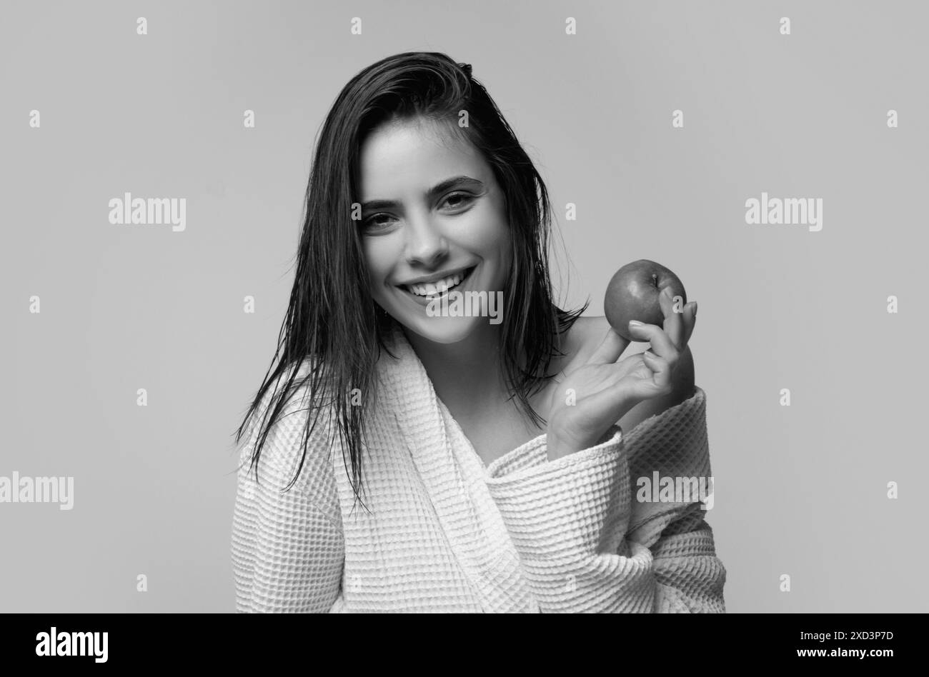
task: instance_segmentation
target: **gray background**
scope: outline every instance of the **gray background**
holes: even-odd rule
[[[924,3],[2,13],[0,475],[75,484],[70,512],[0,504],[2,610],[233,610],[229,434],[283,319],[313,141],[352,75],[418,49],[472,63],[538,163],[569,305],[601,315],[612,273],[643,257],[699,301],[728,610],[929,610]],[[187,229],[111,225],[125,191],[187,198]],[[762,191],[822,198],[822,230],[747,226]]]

+-------+

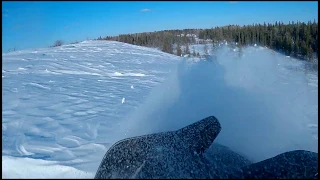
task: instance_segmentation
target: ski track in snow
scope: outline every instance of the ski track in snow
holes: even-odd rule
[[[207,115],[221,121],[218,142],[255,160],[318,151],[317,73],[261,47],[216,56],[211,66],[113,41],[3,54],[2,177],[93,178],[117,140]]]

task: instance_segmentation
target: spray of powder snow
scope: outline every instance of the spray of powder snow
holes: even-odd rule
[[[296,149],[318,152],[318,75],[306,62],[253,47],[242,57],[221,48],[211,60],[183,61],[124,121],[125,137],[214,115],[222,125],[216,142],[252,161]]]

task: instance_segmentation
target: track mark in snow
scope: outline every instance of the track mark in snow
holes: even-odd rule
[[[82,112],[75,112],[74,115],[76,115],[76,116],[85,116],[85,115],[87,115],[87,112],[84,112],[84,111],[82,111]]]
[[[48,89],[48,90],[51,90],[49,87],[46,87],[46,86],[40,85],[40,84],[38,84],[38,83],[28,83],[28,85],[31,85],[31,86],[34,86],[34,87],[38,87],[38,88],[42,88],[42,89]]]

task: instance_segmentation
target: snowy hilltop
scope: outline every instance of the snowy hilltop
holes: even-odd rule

+-------+

PROBLEM STATEMENT =>
Count the lines in the records above that contain the word "mark" and reply with that number alone.

EXERCISE RESPONSE =>
2